*Work instructions*.
Pick out every line in the records below that contains the word "black", and copy each of those lines in full.

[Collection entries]
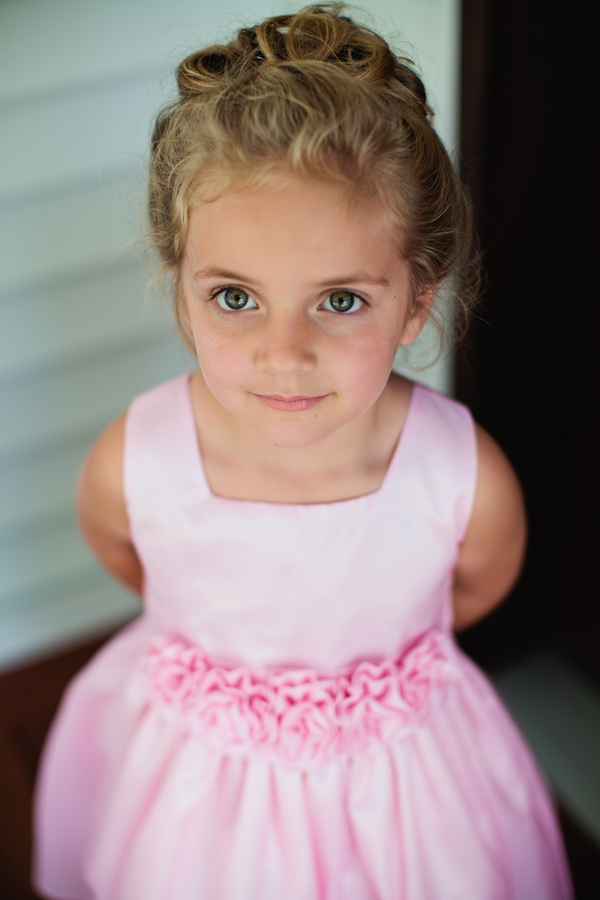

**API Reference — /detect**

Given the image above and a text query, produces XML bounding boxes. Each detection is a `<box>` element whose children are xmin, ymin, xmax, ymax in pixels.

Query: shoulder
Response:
<box><xmin>77</xmin><ymin>413</ymin><xmax>129</xmax><ymax>538</ymax></box>
<box><xmin>461</xmin><ymin>424</ymin><xmax>527</xmax><ymax>565</ymax></box>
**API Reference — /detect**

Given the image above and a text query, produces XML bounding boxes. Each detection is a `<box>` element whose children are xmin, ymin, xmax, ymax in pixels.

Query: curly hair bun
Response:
<box><xmin>177</xmin><ymin>3</ymin><xmax>431</xmax><ymax>117</ymax></box>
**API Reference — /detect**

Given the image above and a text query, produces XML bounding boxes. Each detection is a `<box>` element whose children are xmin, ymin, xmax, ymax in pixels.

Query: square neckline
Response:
<box><xmin>182</xmin><ymin>372</ymin><xmax>425</xmax><ymax>510</ymax></box>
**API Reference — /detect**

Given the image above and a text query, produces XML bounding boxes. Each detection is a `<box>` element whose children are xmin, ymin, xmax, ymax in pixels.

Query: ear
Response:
<box><xmin>399</xmin><ymin>286</ymin><xmax>437</xmax><ymax>347</ymax></box>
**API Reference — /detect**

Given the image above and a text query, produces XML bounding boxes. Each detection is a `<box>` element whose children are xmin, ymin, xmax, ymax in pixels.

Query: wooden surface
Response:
<box><xmin>0</xmin><ymin>641</ymin><xmax>600</xmax><ymax>900</ymax></box>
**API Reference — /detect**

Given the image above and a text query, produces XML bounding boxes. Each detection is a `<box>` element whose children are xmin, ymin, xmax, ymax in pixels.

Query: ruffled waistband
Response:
<box><xmin>144</xmin><ymin>629</ymin><xmax>456</xmax><ymax>762</ymax></box>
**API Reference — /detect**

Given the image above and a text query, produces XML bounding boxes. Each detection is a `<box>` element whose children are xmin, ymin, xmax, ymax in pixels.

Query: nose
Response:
<box><xmin>256</xmin><ymin>311</ymin><xmax>317</xmax><ymax>378</ymax></box>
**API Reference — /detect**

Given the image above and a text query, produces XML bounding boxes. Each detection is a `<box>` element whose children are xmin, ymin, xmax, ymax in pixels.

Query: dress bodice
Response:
<box><xmin>124</xmin><ymin>376</ymin><xmax>476</xmax><ymax>671</ymax></box>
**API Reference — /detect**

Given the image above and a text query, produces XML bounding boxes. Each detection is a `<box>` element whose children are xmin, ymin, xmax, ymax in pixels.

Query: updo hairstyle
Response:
<box><xmin>149</xmin><ymin>3</ymin><xmax>478</xmax><ymax>350</ymax></box>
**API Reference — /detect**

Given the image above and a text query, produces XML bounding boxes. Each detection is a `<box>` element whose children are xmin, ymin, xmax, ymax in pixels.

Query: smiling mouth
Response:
<box><xmin>254</xmin><ymin>394</ymin><xmax>328</xmax><ymax>412</ymax></box>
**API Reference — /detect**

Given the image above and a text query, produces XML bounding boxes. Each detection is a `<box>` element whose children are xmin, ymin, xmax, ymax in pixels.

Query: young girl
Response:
<box><xmin>35</xmin><ymin>4</ymin><xmax>571</xmax><ymax>900</ymax></box>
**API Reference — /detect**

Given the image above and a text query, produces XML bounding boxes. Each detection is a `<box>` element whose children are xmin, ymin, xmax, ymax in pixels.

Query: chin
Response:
<box><xmin>248</xmin><ymin>422</ymin><xmax>337</xmax><ymax>450</ymax></box>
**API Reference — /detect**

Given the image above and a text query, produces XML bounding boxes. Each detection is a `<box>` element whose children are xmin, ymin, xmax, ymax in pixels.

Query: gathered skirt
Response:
<box><xmin>34</xmin><ymin>619</ymin><xmax>572</xmax><ymax>900</ymax></box>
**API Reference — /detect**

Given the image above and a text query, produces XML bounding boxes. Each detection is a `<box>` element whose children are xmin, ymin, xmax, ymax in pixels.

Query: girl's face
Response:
<box><xmin>180</xmin><ymin>177</ymin><xmax>426</xmax><ymax>449</ymax></box>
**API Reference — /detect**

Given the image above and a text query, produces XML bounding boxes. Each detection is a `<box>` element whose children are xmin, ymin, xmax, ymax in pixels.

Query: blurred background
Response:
<box><xmin>0</xmin><ymin>0</ymin><xmax>600</xmax><ymax>900</ymax></box>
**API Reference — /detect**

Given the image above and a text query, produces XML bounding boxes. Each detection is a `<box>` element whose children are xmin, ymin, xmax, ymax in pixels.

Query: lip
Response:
<box><xmin>254</xmin><ymin>394</ymin><xmax>328</xmax><ymax>412</ymax></box>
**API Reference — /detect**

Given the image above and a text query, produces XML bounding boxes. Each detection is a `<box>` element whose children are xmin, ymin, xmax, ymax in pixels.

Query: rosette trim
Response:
<box><xmin>144</xmin><ymin>629</ymin><xmax>456</xmax><ymax>762</ymax></box>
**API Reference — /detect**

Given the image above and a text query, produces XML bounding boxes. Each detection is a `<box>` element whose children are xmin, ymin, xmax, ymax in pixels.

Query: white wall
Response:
<box><xmin>0</xmin><ymin>0</ymin><xmax>458</xmax><ymax>668</ymax></box>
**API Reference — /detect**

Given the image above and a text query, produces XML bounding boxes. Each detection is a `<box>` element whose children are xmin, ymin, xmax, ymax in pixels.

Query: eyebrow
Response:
<box><xmin>194</xmin><ymin>266</ymin><xmax>389</xmax><ymax>288</ymax></box>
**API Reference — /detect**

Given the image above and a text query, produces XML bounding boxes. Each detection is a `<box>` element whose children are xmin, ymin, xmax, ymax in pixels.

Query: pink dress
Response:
<box><xmin>35</xmin><ymin>377</ymin><xmax>572</xmax><ymax>900</ymax></box>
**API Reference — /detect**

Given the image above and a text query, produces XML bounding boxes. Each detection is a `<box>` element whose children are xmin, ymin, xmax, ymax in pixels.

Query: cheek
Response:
<box><xmin>194</xmin><ymin>330</ymin><xmax>249</xmax><ymax>391</ymax></box>
<box><xmin>336</xmin><ymin>336</ymin><xmax>396</xmax><ymax>404</ymax></box>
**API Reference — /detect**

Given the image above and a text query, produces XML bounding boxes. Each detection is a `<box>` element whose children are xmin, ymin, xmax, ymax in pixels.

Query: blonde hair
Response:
<box><xmin>148</xmin><ymin>3</ymin><xmax>478</xmax><ymax>349</ymax></box>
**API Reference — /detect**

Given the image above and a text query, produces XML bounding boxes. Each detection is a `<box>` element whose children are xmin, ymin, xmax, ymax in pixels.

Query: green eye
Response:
<box><xmin>215</xmin><ymin>288</ymin><xmax>258</xmax><ymax>312</ymax></box>
<box><xmin>323</xmin><ymin>291</ymin><xmax>364</xmax><ymax>313</ymax></box>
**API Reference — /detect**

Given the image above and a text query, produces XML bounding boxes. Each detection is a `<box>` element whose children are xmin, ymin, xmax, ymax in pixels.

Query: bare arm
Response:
<box><xmin>76</xmin><ymin>414</ymin><xmax>143</xmax><ymax>594</ymax></box>
<box><xmin>454</xmin><ymin>426</ymin><xmax>527</xmax><ymax>631</ymax></box>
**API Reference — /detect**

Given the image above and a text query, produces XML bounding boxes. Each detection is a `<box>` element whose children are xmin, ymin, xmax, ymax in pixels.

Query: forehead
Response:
<box><xmin>186</xmin><ymin>176</ymin><xmax>400</xmax><ymax>268</ymax></box>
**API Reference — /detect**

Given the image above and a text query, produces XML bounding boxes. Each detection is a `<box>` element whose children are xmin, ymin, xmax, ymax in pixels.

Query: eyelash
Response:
<box><xmin>209</xmin><ymin>284</ymin><xmax>369</xmax><ymax>317</ymax></box>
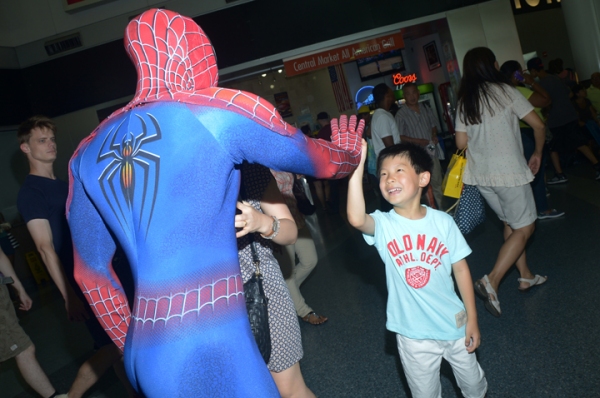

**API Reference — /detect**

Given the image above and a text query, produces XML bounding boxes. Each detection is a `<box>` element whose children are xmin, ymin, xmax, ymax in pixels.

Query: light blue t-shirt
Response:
<box><xmin>363</xmin><ymin>207</ymin><xmax>471</xmax><ymax>340</ymax></box>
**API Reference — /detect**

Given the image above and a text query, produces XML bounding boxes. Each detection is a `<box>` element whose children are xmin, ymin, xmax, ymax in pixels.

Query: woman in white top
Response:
<box><xmin>455</xmin><ymin>47</ymin><xmax>546</xmax><ymax>316</ymax></box>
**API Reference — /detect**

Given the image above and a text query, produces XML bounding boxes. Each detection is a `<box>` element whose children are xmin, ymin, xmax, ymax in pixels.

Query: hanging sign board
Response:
<box><xmin>510</xmin><ymin>0</ymin><xmax>560</xmax><ymax>15</ymax></box>
<box><xmin>283</xmin><ymin>32</ymin><xmax>404</xmax><ymax>77</ymax></box>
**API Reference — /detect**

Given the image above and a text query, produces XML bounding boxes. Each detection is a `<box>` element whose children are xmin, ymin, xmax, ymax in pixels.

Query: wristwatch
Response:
<box><xmin>260</xmin><ymin>216</ymin><xmax>279</xmax><ymax>239</ymax></box>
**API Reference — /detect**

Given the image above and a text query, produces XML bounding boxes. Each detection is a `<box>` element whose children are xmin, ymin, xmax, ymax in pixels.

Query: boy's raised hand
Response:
<box><xmin>465</xmin><ymin>321</ymin><xmax>481</xmax><ymax>353</ymax></box>
<box><xmin>358</xmin><ymin>138</ymin><xmax>369</xmax><ymax>167</ymax></box>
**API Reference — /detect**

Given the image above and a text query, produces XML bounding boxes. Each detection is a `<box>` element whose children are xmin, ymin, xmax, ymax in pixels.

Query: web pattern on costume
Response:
<box><xmin>126</xmin><ymin>10</ymin><xmax>219</xmax><ymax>102</ymax></box>
<box><xmin>81</xmin><ymin>282</ymin><xmax>131</xmax><ymax>349</ymax></box>
<box><xmin>96</xmin><ymin>113</ymin><xmax>162</xmax><ymax>235</ymax></box>
<box><xmin>118</xmin><ymin>10</ymin><xmax>362</xmax><ymax>178</ymax></box>
<box><xmin>133</xmin><ymin>274</ymin><xmax>244</xmax><ymax>329</ymax></box>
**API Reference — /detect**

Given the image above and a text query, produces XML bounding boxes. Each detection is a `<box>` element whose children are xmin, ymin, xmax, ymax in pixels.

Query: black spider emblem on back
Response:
<box><xmin>96</xmin><ymin>113</ymin><xmax>161</xmax><ymax>236</ymax></box>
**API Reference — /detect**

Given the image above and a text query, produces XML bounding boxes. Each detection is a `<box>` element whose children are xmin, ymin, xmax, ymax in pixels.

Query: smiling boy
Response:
<box><xmin>348</xmin><ymin>140</ymin><xmax>487</xmax><ymax>398</ymax></box>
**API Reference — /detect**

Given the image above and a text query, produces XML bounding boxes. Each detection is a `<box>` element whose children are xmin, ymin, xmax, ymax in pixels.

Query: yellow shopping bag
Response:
<box><xmin>442</xmin><ymin>148</ymin><xmax>467</xmax><ymax>199</ymax></box>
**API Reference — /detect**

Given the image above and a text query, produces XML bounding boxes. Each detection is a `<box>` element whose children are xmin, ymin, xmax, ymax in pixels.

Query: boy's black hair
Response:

*The completed task*.
Query: black spider emblem on back
Query: boy's black hair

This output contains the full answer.